- PROBLEM:
Resume the passage on addiction and opioid overdoses in Canada, picking up after its last sentence.

A simple way of understanding and describing addiction is to use the 4 Cs of addiction approach:

  • Craving
  • Loss of control of amount or frequency of use
  • Compulsion to use
  • Continued use despite consequences

It is estimated that approximately 21 per cent of Canadians (about 6 million people) will meet the criteria for addiction in their lifetime. In recent years there have been growing concerns about the harms related to opioids in Canada. Opioids are a class of psychoactive drugs that are often used for pain management. These can include: fentanyl, morphine, heroin and oxycodone. While opioids are effective for pain relief, and many individuals can use them for short periods of time without concern, this class of drugs has led to harms across the country.

While fentanyl is a highly regulated synthetic opioid, illegally manufactured fentanyl is being unevenly distributed in substances sold on the illicit market. Such illicit substances can be lethal in small amounts, contributing to an increase in deaths related to overdose. Fentanyl, carfentanil and other fentanyl analogues have been found in illicit substances, like heroin, sold on the street. There have also been reports of high-strength opioids found in other substances, such as cocaine.

According to recently reported data, there were 2,861 apparent opioid-related deaths in Canada in 2016. From January to June 2017, there were at least 1,460 apparent opioid-related deaths, and it is expected that this count will rise as additional data become available. Overall, most apparent opioid-related deaths occurred among males (74 per cent) and among individuals between the ages of 30 and 39 (28 per cent). From January to June 2017, 74 per cent of apparent opioid-related deaths involved fentanyl or fentanyl analogues, compared to 53 per cent in 2016.

Who is at risk of an opioid overdose?

An overdose is a toxic amount of one or more substances that stop the body from working properly. People at risk of an opioid overdose may be defined as meeting the following criteria:

  • Known or suspected prescription opioid dependence
  • Polysubstance use, specifically if an individual is using other depressants such as benzodiazepines or alcohol
  • Using alone or in an unfamiliar environment
  • Using substances from an unknown source or dealer
  • History of emergency care for opioid use
  • Opioid use with known or suspected use of alcohol or benzodiazepines
  • Release from a correctional facility with a history of opioid dependence
  • Discharge from a treatment program for opioid dependence
  • Using high doses of prescription opioids

Naloxone is a medication that acts as an opioid antagonist that temporarily reverses an opioid overdose. Naloxone is delivered intramuscularly (through muscle), or intranasally (through the nose) under the brand name Narcan. The medication can reverse the effects of the opioid by blocking the opioid receptors in the brain, but will only last for a short period of time. It will not have any effect on non-opioids that might be in the body. As with all health services, each province across Canada has unique regulations and frameworks in place for accessing naloxone.

- MATERIAL PROVIDED:
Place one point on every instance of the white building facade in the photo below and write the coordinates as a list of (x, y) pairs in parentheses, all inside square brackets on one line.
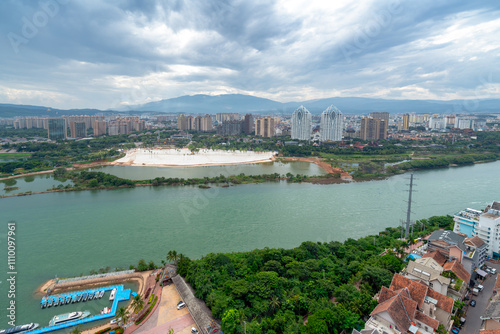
[(332, 124), (484, 224), (301, 124)]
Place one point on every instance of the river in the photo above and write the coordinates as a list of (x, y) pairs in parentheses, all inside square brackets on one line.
[(66, 234)]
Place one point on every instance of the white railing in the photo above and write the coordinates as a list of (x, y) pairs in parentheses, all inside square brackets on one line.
[(82, 278)]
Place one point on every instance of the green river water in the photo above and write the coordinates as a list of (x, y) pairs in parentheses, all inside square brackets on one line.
[(66, 234)]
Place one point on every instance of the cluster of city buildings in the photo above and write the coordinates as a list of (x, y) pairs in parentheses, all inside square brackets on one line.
[(80, 124), (422, 296), (331, 126)]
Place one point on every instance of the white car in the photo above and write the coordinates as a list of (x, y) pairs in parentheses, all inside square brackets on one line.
[(180, 305)]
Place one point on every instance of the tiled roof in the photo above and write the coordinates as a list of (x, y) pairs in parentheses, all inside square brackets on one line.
[(449, 237), (430, 262), (426, 273), (444, 302), (493, 309), (417, 291), (400, 309), (385, 294), (458, 269), (497, 284), (490, 331), (474, 241), (437, 256), (427, 320)]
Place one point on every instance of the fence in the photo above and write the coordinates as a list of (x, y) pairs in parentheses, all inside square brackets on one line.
[(82, 278)]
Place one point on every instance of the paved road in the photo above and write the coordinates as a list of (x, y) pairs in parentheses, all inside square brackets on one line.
[(473, 320)]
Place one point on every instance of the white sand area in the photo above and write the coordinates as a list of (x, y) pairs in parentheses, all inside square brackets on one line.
[(184, 157)]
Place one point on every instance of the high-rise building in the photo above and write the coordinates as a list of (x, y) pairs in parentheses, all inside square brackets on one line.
[(248, 124), (382, 116), (206, 123), (372, 129), (100, 127), (226, 116), (406, 122), (264, 127), (182, 122), (78, 129), (332, 124), (230, 128), (464, 123), (301, 124), (483, 224), (57, 128)]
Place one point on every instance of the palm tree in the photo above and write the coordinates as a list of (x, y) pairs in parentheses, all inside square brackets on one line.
[(275, 302), (122, 314), (137, 304), (76, 330)]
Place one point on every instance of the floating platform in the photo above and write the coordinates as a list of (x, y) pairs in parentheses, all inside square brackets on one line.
[(121, 295)]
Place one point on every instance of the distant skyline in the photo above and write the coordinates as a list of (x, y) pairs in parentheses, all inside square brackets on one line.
[(95, 54)]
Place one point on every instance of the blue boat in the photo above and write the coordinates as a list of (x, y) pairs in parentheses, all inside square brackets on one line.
[(67, 317), (19, 329)]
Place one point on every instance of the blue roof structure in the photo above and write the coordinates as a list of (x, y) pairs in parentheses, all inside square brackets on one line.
[(121, 294)]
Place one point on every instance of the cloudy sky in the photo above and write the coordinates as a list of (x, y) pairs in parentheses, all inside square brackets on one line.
[(107, 54)]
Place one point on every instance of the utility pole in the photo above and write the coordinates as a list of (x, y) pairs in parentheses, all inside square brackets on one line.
[(409, 208)]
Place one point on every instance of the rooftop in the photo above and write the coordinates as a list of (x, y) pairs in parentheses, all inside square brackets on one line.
[(448, 237), (474, 241), (493, 309), (436, 256), (469, 214), (458, 269)]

- ANSWER TO THIS EXERCISE:
Administering naloxone can assist the person experiencing an overdose in breathing more normally and potentially regaining consciousness. This provides time to seek emergency medical attention to treat the overdose in order to prevent further health concerns. As such, it is important that all first responders, including paramedics, fire fighters and police officers, carry naloxone, and that this life-saving medication be available in public places, like malls, stadiums and bars. Much like the way that defibrillators have become available in public spaces to assist a person experiencing a heart attack, naloxone too must be made available to assist anyone experiencing an opioid-related emergency.

Recently, the Canadian Mental Health Association Ontario developed a resource for supporting individuals, organizations and communities to become better educated on the impact of opioids and how best to recognize and respond to opioid overdoses, as well as information about naloxone.

With an average of eight opioid-related deaths per day, our country is in crisis. We must not overlook this important conversation.